*REQUIREMENTS*: Rewrite the rows with "bookshelf shelf" swapped for "wall shelf" and everything else unchanged. Begin at the first row and stop after the line that contains "pixel 109 126", and omit the pictures.

*GIVEN INFORMATION*:
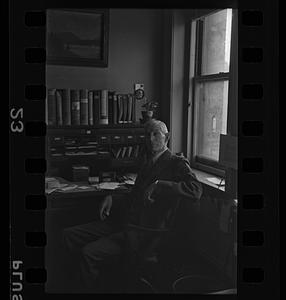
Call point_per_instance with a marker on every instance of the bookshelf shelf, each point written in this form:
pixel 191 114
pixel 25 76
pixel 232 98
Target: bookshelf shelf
pixel 116 147
pixel 109 126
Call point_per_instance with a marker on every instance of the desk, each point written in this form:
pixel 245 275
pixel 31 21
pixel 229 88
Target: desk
pixel 65 209
pixel 78 197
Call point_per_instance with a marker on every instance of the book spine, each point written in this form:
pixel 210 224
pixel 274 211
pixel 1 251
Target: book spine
pixel 110 106
pixel 66 106
pixel 133 109
pixel 123 152
pixel 136 151
pixel 129 108
pixel 84 107
pixel 115 108
pixel 120 109
pixel 103 117
pixel 125 107
pixel 96 106
pixel 75 107
pixel 59 108
pixel 52 107
pixel 90 107
pixel 129 151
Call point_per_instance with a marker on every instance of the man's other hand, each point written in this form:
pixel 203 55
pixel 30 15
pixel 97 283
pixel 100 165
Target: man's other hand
pixel 105 207
pixel 148 193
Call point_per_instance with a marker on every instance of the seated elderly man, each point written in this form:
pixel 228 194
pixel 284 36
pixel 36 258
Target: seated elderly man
pixel 163 179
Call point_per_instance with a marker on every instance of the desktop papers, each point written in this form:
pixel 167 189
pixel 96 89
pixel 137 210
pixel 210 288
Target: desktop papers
pixel 108 185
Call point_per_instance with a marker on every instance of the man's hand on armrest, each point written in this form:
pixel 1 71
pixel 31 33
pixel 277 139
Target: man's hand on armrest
pixel 105 207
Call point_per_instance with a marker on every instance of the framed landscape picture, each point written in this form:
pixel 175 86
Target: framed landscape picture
pixel 77 37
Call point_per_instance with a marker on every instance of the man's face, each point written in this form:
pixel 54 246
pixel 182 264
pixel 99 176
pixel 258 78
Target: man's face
pixel 156 140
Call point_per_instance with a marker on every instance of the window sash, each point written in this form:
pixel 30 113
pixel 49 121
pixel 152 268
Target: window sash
pixel 202 163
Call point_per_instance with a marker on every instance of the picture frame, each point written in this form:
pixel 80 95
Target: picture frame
pixel 77 37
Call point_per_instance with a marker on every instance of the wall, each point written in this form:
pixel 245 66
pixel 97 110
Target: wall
pixel 135 54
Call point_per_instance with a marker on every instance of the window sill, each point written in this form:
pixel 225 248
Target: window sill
pixel 204 177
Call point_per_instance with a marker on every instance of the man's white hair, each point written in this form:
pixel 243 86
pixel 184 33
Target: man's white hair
pixel 152 124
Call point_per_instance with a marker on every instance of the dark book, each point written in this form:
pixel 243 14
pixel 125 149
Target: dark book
pixel 125 107
pixel 52 107
pixel 66 106
pixel 123 153
pixel 118 152
pixel 96 106
pixel 110 106
pixel 90 107
pixel 129 151
pixel 120 108
pixel 103 115
pixel 75 107
pixel 136 151
pixel 133 110
pixel 115 109
pixel 129 108
pixel 59 108
pixel 83 107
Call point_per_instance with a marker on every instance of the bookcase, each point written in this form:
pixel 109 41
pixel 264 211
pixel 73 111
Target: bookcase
pixel 95 129
pixel 106 148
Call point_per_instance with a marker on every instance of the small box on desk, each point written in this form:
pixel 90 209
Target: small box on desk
pixel 80 173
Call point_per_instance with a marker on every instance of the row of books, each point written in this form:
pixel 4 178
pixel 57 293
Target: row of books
pixel 121 152
pixel 126 152
pixel 89 107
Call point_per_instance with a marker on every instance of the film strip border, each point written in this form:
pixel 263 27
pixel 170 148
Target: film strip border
pixel 258 232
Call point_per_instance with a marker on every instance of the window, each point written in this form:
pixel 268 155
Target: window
pixel 209 74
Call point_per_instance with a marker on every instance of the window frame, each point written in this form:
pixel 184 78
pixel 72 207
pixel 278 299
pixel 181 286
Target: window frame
pixel 195 77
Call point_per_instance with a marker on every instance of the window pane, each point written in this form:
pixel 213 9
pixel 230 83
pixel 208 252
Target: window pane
pixel 211 112
pixel 216 42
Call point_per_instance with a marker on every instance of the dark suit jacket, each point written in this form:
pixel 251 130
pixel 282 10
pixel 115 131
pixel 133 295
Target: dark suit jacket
pixel 176 182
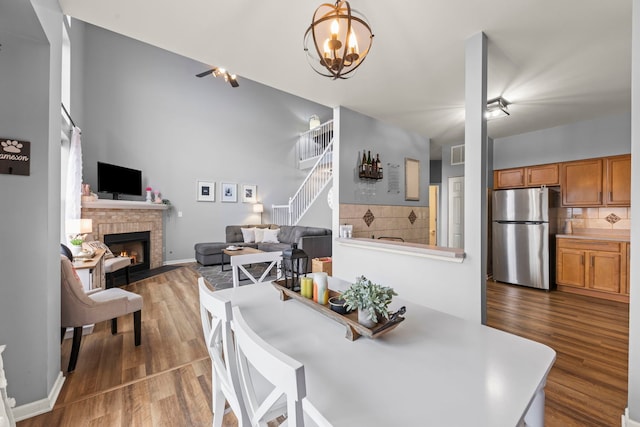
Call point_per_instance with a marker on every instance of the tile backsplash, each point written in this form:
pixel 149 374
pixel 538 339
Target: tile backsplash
pixel 406 222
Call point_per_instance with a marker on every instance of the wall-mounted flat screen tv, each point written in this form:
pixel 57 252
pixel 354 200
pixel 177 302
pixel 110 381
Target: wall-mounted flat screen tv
pixel 119 180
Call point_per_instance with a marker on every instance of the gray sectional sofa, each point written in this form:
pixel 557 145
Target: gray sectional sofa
pixel 315 241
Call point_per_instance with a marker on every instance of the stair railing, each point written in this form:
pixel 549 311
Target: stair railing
pixel 315 182
pixel 313 142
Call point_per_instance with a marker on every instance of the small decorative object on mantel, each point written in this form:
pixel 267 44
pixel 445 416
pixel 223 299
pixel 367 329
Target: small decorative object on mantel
pixel 15 157
pixel 338 311
pixel 371 300
pixel 370 168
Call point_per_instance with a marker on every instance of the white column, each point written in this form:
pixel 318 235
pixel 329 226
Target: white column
pixel 475 145
pixel 633 401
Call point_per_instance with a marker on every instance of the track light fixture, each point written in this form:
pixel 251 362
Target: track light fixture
pixel 221 72
pixel 497 107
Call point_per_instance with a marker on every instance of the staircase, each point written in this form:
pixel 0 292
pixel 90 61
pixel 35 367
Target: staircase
pixel 315 150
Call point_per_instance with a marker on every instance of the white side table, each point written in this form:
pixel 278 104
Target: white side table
pixel 91 271
pixel 6 403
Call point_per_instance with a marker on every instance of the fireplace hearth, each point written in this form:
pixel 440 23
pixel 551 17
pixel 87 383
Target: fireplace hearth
pixel 135 245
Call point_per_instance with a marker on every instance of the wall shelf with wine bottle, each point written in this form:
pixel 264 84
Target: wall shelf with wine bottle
pixel 370 168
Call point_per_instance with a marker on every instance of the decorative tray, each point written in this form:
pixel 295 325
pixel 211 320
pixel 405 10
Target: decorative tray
pixel 350 320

*RESPONSE FOR THIS EXERCISE*:
Call point_per_instance with a marker on every instance of the wall shelf, each point written in this form:
pixel 191 114
pixel 25 76
pixel 232 98
Target: wall shelf
pixel 116 147
pixel 109 126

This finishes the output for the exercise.